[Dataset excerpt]
....................

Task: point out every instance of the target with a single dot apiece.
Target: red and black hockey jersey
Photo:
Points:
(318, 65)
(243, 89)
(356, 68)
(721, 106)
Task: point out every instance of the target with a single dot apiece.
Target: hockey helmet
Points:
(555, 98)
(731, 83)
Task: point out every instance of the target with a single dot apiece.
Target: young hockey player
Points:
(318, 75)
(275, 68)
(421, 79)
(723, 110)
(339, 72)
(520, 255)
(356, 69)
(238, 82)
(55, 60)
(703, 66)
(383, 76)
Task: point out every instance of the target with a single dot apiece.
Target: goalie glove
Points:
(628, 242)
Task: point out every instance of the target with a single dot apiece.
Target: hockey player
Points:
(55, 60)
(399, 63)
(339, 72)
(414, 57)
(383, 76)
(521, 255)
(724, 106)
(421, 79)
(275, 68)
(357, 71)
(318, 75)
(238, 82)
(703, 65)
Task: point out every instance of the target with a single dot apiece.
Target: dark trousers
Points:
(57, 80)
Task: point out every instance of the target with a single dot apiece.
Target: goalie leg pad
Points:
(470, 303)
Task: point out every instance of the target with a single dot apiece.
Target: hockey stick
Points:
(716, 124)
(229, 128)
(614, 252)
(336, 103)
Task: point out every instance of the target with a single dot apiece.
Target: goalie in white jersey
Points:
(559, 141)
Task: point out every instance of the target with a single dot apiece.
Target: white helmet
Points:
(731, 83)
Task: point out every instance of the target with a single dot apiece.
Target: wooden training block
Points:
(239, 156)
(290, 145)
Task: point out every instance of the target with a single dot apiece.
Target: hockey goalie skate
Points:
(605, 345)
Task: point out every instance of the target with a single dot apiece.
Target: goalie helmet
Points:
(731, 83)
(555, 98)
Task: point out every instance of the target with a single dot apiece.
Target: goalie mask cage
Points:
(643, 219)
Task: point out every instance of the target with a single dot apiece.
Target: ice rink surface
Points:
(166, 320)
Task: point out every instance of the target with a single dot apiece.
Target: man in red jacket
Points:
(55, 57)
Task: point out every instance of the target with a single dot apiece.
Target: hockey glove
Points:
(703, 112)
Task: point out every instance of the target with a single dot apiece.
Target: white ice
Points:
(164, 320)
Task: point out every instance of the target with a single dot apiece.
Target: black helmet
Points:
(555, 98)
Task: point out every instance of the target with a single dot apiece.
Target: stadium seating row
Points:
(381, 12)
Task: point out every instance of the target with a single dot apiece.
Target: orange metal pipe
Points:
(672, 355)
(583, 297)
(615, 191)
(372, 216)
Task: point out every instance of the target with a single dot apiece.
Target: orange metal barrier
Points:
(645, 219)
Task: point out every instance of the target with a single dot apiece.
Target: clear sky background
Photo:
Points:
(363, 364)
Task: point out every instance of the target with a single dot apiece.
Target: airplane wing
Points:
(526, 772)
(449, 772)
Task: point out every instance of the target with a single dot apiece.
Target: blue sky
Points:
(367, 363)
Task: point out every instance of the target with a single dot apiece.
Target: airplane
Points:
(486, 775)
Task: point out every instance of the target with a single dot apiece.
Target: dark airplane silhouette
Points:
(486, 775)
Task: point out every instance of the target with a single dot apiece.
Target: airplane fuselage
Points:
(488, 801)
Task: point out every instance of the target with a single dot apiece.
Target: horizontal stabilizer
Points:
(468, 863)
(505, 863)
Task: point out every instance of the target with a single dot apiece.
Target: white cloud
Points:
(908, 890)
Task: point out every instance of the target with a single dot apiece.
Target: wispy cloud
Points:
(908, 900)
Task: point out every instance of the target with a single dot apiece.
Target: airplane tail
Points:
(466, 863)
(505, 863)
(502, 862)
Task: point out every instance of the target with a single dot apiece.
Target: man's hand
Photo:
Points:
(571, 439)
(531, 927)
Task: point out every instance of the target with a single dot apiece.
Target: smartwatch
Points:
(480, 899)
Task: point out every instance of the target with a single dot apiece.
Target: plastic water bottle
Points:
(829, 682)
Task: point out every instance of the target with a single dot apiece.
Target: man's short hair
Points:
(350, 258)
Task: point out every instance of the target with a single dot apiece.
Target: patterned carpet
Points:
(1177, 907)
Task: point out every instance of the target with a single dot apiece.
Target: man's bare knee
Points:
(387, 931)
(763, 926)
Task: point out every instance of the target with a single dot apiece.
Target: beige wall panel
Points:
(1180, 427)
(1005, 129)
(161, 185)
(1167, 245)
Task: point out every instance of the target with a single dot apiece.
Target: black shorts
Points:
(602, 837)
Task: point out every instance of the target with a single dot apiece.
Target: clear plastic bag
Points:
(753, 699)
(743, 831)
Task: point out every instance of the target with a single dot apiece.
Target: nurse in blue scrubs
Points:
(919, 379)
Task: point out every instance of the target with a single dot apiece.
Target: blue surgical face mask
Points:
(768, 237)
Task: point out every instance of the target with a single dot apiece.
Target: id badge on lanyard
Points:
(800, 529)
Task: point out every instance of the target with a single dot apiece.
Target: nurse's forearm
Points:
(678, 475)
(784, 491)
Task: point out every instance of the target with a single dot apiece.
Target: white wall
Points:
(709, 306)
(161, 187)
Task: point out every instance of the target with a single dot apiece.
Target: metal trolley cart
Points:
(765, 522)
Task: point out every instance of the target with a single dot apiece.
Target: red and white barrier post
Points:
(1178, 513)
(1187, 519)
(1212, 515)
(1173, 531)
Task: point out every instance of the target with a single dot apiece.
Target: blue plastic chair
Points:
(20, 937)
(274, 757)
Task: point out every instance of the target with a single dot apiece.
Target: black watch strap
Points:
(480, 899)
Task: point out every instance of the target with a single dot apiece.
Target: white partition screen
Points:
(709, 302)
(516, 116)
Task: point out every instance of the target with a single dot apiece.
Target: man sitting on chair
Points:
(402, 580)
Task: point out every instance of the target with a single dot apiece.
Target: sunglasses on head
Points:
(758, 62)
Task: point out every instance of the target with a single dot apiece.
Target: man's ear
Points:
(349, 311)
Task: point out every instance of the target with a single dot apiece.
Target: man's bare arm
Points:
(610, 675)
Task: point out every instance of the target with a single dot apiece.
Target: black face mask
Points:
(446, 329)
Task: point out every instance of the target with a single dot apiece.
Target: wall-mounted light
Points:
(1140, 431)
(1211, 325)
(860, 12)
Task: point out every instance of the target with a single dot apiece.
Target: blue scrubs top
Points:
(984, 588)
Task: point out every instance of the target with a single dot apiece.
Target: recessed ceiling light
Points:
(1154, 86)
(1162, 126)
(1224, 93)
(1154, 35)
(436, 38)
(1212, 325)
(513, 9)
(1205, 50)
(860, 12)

....................

▶ **TASK DIRECTIONS**: Pick out every line of the material above that contains the word "scrubs", and copy each one in full.

▶ **THE OUTPUT**:
Target: nurse in blue scrubs
Target: blue scrubs top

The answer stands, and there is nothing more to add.